EXERCISE
Pull out every line of the material below that contains the word "corridor" and copy each one in full. Matching is case-sensitive.

DATA SUPPLIED

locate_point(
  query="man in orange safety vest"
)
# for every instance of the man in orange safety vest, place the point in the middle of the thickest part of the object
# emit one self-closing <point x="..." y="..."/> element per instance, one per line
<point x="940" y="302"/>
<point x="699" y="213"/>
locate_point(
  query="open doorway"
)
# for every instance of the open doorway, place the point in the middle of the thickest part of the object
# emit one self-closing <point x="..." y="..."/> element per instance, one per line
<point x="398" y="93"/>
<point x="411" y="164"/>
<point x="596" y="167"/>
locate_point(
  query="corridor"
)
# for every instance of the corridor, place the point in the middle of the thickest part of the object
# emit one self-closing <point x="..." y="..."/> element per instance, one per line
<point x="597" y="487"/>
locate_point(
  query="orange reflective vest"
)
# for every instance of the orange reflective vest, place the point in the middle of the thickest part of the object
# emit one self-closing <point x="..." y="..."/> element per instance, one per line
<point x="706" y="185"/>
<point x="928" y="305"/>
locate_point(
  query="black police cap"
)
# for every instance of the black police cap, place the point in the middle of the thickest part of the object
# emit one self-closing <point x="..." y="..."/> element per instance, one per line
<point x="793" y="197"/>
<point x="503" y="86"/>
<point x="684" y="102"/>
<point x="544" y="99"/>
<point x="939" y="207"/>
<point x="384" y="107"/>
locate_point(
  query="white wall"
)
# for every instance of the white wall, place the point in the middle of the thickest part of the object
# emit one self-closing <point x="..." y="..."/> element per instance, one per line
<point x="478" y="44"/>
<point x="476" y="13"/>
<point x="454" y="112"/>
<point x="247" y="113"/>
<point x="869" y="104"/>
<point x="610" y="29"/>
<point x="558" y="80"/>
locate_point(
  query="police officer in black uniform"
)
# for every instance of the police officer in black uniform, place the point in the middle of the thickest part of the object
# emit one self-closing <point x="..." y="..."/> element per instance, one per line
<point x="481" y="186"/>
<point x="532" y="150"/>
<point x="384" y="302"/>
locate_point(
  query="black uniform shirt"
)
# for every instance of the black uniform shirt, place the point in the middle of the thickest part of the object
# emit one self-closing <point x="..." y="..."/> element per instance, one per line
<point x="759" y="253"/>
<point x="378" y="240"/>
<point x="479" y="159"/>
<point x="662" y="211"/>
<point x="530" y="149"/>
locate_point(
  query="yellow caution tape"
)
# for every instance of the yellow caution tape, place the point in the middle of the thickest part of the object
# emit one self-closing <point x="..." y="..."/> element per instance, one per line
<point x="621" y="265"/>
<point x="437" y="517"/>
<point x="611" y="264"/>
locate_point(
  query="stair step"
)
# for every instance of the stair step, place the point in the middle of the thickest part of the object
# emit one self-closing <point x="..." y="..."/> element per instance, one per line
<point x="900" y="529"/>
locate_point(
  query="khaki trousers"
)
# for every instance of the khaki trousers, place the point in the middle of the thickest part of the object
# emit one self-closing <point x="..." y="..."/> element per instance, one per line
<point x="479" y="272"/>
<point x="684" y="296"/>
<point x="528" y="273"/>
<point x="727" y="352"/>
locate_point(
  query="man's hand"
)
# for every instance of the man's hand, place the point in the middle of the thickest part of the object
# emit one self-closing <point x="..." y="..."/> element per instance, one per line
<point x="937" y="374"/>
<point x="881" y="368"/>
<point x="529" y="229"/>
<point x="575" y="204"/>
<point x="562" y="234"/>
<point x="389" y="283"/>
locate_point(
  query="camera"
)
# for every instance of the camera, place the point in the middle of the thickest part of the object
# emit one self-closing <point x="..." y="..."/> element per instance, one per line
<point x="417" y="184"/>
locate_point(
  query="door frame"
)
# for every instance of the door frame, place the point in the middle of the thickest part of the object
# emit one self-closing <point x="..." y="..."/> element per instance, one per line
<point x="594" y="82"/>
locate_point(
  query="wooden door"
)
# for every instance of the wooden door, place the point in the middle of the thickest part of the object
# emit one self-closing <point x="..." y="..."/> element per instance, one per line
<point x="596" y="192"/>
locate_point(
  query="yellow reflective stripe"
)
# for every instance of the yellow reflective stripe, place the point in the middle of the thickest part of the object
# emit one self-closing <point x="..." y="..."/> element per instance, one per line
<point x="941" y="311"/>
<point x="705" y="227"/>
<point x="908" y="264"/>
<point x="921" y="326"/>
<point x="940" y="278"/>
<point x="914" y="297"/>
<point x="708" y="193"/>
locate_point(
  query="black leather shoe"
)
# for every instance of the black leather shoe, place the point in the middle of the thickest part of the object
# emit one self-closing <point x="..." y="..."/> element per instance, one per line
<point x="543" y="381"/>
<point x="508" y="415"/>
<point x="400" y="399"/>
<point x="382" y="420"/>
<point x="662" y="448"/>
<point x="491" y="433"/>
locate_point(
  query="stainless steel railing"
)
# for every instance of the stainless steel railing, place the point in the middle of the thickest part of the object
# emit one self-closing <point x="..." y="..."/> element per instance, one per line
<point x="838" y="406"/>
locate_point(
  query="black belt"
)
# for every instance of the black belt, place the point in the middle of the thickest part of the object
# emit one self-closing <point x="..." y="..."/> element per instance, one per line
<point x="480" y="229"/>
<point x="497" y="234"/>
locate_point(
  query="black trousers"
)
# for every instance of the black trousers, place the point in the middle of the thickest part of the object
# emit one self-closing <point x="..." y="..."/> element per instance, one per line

==

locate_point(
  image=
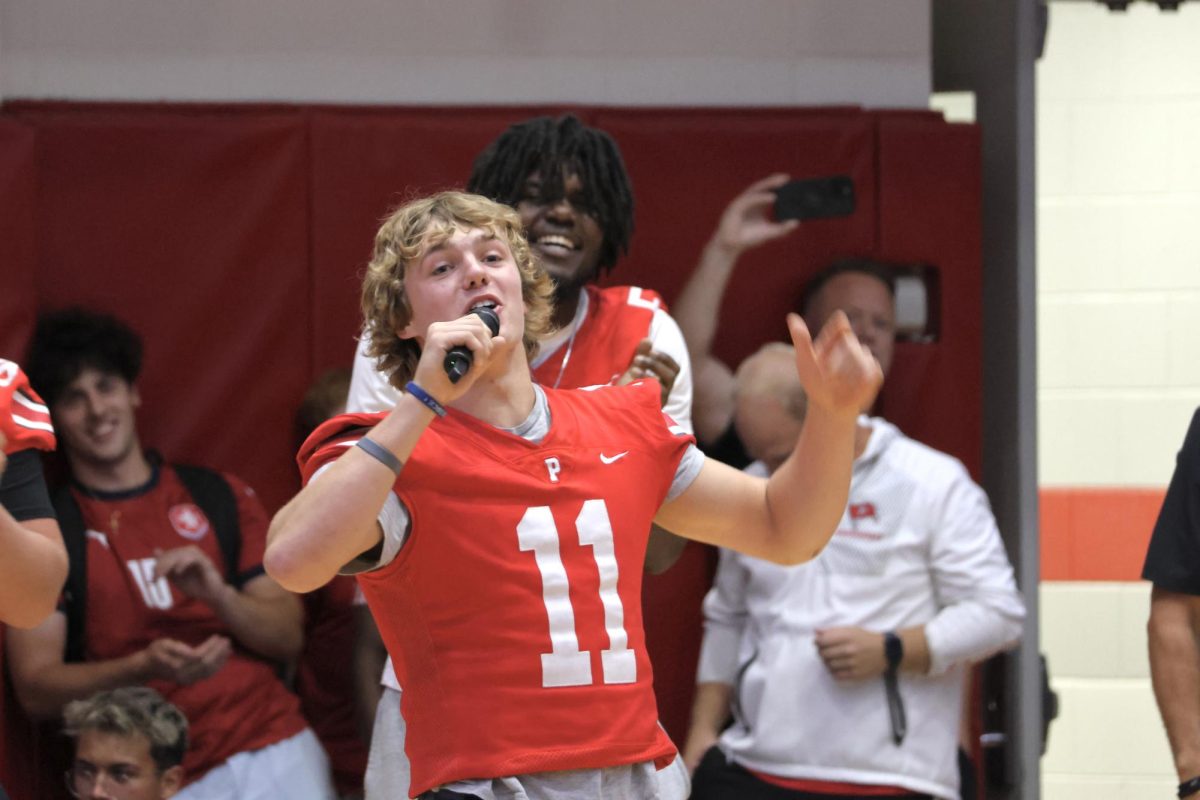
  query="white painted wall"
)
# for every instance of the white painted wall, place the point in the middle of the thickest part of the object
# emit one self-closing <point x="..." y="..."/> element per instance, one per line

RESPONSE
  query="corridor"
# for every instance of the corridor, place the point in the middle of the thickest part of the object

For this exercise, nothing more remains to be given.